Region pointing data
Segment Open

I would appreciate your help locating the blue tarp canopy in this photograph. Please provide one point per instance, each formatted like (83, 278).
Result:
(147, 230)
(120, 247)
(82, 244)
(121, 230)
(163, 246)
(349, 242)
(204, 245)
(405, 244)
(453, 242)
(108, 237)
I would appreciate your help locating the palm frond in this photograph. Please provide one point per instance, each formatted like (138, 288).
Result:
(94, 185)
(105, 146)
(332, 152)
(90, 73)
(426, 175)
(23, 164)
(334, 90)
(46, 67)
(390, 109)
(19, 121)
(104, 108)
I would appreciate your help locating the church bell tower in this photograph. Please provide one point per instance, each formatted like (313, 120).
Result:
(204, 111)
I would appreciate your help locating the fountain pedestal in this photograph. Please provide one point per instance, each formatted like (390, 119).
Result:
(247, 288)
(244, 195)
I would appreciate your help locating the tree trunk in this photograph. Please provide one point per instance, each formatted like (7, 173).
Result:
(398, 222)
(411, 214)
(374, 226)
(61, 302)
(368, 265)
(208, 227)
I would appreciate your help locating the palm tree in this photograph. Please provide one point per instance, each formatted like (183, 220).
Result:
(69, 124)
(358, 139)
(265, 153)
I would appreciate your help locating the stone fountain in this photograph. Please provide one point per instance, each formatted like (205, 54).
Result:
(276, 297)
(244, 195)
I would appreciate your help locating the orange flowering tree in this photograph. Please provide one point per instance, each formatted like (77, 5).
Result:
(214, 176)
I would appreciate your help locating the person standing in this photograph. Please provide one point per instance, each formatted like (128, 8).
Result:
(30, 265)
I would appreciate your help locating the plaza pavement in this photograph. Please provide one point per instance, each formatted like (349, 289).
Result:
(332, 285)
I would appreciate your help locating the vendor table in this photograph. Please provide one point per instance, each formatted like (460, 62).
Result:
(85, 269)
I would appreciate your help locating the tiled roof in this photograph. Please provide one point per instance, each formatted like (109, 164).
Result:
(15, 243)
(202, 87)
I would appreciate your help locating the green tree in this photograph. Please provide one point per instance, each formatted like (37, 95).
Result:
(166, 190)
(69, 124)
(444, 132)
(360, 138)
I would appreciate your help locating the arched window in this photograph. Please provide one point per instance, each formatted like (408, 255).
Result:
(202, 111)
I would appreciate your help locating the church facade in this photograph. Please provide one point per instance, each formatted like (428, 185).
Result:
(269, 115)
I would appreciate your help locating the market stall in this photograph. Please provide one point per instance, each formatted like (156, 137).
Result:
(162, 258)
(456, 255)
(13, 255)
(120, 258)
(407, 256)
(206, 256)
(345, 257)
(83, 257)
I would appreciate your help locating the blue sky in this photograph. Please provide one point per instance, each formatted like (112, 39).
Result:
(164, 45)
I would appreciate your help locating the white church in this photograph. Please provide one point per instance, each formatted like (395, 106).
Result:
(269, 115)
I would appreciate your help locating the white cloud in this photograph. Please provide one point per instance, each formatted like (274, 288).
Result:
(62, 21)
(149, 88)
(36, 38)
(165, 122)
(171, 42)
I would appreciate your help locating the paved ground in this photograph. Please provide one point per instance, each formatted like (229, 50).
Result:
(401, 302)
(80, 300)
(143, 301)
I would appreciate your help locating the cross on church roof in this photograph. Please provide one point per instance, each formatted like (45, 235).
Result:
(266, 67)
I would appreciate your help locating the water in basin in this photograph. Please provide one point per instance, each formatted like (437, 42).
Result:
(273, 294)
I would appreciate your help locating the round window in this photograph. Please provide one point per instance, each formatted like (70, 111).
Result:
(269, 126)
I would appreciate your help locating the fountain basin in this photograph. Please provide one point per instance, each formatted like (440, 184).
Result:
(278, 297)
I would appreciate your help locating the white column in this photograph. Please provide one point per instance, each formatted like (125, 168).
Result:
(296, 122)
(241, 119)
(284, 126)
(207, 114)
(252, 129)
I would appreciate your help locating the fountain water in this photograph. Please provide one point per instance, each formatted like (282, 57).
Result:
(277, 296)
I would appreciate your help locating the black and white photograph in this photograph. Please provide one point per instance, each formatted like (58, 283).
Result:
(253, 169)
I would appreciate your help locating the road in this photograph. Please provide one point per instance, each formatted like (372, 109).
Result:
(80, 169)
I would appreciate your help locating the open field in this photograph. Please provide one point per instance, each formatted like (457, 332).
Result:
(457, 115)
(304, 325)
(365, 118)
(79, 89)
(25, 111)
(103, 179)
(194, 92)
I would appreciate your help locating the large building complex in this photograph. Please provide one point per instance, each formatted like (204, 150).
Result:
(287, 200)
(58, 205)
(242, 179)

Segment Closed

Activity: Using the data above, output each line exactly.

Output of the exercise:
I would appreciate your help locating the blue tarp canopy in this photograph. Please provide one point per instance, each formatted like (83, 278).
Result:
(147, 230)
(120, 247)
(82, 244)
(121, 230)
(163, 246)
(349, 242)
(204, 245)
(405, 244)
(453, 242)
(108, 237)
I would appreciate your help locating the palm frond in this photograph. Please provide one point per instance, each formatted like (138, 288).
Result:
(94, 185)
(105, 146)
(332, 152)
(90, 73)
(426, 175)
(23, 164)
(334, 90)
(46, 67)
(390, 109)
(19, 121)
(104, 108)
I would appreciate your help locating the church bell tower in this photograph. Please provide one point per instance, each formatted like (313, 120).
Result:
(204, 111)
I would appreciate your help locating the fountain pedestal in this photograph. Please provide one point per instance, each formatted like (390, 119).
Result:
(247, 288)
(244, 195)
I would appreciate your help locating the tree trunk in this photograph. Please provide one point per instance, each formatted like (7, 173).
Result:
(398, 222)
(411, 214)
(374, 226)
(61, 302)
(368, 265)
(208, 227)
I would appreciate your help locating the palm tree in this photograph. Please provide one point per instance, each formatted like (183, 220).
Result:
(69, 124)
(358, 139)
(265, 153)
I would appreciate your help locating the stone fountain in this photograph. Please provide one point per instance, each formatted like (205, 54).
Result:
(276, 297)
(244, 195)
I would appreciate your help locating the orange flowering tree in this photograph. Please provide one point per instance, each formatted like (77, 5).
Result:
(214, 176)
I would appreciate your help locating the person standing in this photograph. Please provide one point per instance, each formatted like (128, 8).
Result:
(30, 265)
I would appreciate your help locating the plaza pavement in this photograph. Please provide one point per instance, each formatted like (349, 289).
Result:
(332, 285)
I would appreciate your help locating the vendor table in this photograph. Please provide one point per instance, each formatted like (460, 62).
Result:
(85, 269)
I would appreciate your help locating the tiled roof in this photograph. Please provide one point per instance, each formatted like (109, 164).
Result:
(15, 243)
(202, 87)
I would appreciate your help locating the green tree in this photograph. Please provide one point per instance, each formatted like (37, 95).
Result:
(166, 190)
(69, 124)
(444, 132)
(360, 138)
I would appreciate your help locating the arched window in this photograph. Please provide one point per instance, each formatted like (408, 255).
Result:
(202, 111)
I would appreciate your help locating the church facade in this photograph. Please provide one point per instance, each formatted like (428, 185).
Result:
(269, 115)
I would appreciate your help locating the market stall in this photograph. Please provide one point per instance, each formatted like (156, 137).
Result:
(162, 258)
(456, 255)
(13, 255)
(120, 258)
(407, 256)
(206, 256)
(345, 257)
(83, 257)
I would appreciate your help locating the blue sky in this photograph. Please provide one point per instance, each formatted like (112, 39).
Result:
(164, 45)
I would appreciate your help locating the white church in this photograph. Please provide one point per instance, each formatted like (395, 106).
Result:
(269, 115)
I would appreciate your help locating the white cloud in this photograph. Please provide one point per instance, each formatted like (274, 288).
Result:
(62, 21)
(149, 88)
(36, 38)
(165, 122)
(171, 42)
I would appreciate your help locating the paved ground in this photograph. Please provide one point per instance, each formatted like (229, 50).
Result:
(401, 302)
(80, 300)
(143, 301)
I would appreciate your help locating the cross on church roof in this photograph. Please provide one point per instance, each formatted like (45, 235).
Result:
(266, 67)
I would appreciate your help locating the water in basin in this photograph. Please provide one point per instance, each formatted like (437, 42).
Result:
(273, 294)
I would appreciate your help locating the round window in this photograph. Please provide one point per instance, each formatted like (70, 111).
Result:
(269, 126)
I would appreciate your help locating the fountain basin in this photograph. Please provide one point per instance, each formatted like (440, 184).
Result:
(278, 297)
I would appreciate your help locating the white column in this photograph. Please provide one point per instance, each formatted like (125, 168).
Result:
(296, 122)
(241, 119)
(284, 126)
(207, 114)
(252, 129)
I would appreciate your help locating the fountain water in this photograph. Please provide one point per instance, each formatted like (282, 57).
Result:
(277, 296)
I would appreciate your help locating the black and white photograph in this photograph. Please provide one point per instance, each formatted like (58, 283).
Result:
(253, 169)
I would appreciate your help locating the road in this photograph. Please provide one point per instance, each formatted like (372, 109).
Result:
(80, 169)
I would appreciate your help locating the open field in this photograph. Please provide one point per instance, each formatted like (457, 332).
Result:
(457, 115)
(304, 325)
(365, 118)
(79, 89)
(25, 111)
(103, 179)
(194, 92)
I would appreciate your help locating the large building complex in this photograph. Please provide one point per instance, each formatted like (204, 150).
Result:
(287, 200)
(58, 205)
(242, 179)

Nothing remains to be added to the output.